◆ **FRAGMENTO CITADO**:

□ □ □

El pasado viernes, el Consejo de Ministros abordó la primera fase de la aprobación del anteproyecto de ley de reforma educativa que supondrá la modificación de la Ley Orgánica de Educación (la llamada “LOE”, aprobada en 2006 por un gobierno socialista) y la derogación de la Ley Orgánica para la Mejora de la Calidad Educativa (la llamada “LOMCE”, aprobada en 2013 por un gobierno popular).
España ha tenido desde 1970 siete leyes educativas y el gobierno de Pedro Sánchez parece empecinado en protagonizar una octava pese a no disponer de los respaldos parlamentarios necesarios, ni siquiera, para aprobar los Presupuestos Generales del Estado.
Los continuos cambios en el sistema educativo son fuertemente criticados por la ciudadanía y trasladan la polititización de un sector que debería ser ajeno a luchas partidistas y tentativas de adoctrinamiento en las aulas.

□ □ □

◆ **EJERCICIO BREVE**:
Reproduce del fragmento sobre la reforma educativa la parte que comienza con las palabras "Los continuos cambios" y termina con "en las aulas.". Apóyate únicamente en el fragmento sobre la reforma educativa.

◆ **REGISTROS DE DATOS**:

□ □ □

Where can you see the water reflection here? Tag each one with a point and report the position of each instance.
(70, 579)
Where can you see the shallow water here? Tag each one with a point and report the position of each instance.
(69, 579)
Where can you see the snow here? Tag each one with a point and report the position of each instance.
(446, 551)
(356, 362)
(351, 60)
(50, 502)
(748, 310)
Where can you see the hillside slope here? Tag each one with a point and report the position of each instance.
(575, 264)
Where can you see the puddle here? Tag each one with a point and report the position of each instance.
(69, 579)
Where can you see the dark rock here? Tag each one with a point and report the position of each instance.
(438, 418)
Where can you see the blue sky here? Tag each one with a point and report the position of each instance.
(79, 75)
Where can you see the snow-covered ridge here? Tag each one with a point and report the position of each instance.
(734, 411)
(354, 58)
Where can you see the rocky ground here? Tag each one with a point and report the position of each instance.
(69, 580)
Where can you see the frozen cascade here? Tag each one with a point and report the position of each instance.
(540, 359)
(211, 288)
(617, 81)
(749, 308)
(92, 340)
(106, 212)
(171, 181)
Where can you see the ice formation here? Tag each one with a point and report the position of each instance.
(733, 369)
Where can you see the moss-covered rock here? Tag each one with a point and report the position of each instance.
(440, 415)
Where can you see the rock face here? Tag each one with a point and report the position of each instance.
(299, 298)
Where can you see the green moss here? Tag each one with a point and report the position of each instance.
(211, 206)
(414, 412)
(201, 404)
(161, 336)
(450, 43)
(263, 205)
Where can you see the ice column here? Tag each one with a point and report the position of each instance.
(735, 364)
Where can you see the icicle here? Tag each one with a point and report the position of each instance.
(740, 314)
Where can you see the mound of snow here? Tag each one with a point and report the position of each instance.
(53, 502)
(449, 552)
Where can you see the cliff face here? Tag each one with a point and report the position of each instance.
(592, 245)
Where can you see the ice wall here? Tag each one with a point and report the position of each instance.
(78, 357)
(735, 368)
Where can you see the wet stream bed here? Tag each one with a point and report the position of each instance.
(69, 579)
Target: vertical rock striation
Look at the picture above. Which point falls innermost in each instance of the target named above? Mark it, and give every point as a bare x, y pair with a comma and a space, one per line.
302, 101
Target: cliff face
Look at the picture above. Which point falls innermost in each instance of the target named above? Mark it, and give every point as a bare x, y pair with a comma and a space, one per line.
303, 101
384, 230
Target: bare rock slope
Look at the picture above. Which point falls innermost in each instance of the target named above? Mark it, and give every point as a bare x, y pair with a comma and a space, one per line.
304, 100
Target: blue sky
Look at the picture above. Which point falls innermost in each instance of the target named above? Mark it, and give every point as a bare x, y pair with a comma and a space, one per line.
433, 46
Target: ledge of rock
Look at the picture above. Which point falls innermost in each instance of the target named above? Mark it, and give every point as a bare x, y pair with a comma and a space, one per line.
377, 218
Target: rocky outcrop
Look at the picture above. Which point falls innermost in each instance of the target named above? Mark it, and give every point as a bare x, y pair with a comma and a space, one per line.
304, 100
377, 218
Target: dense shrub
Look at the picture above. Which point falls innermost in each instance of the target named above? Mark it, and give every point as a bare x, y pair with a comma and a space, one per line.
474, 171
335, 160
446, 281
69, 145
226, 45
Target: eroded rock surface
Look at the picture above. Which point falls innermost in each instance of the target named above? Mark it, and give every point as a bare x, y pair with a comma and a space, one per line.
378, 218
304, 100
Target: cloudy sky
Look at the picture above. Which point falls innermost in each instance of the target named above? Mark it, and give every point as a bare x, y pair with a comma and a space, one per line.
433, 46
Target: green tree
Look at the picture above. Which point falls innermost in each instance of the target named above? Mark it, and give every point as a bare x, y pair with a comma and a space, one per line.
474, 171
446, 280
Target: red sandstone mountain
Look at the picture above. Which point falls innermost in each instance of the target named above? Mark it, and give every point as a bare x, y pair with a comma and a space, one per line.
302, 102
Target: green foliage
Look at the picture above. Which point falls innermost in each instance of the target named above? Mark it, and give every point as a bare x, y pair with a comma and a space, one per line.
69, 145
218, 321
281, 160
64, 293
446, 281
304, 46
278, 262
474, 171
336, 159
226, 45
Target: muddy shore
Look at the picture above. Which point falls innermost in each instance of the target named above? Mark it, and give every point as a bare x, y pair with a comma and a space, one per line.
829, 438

□ □ □

◆ **RESULTADO FINAL**:
Los continuos cambios en el sistema educativo son fuertemente criticados por la ciudadanía y trasladan la polititización de un sector que debería ser ajeno a luchas partidistas y tentativas de adoctrinamiento en las aulas.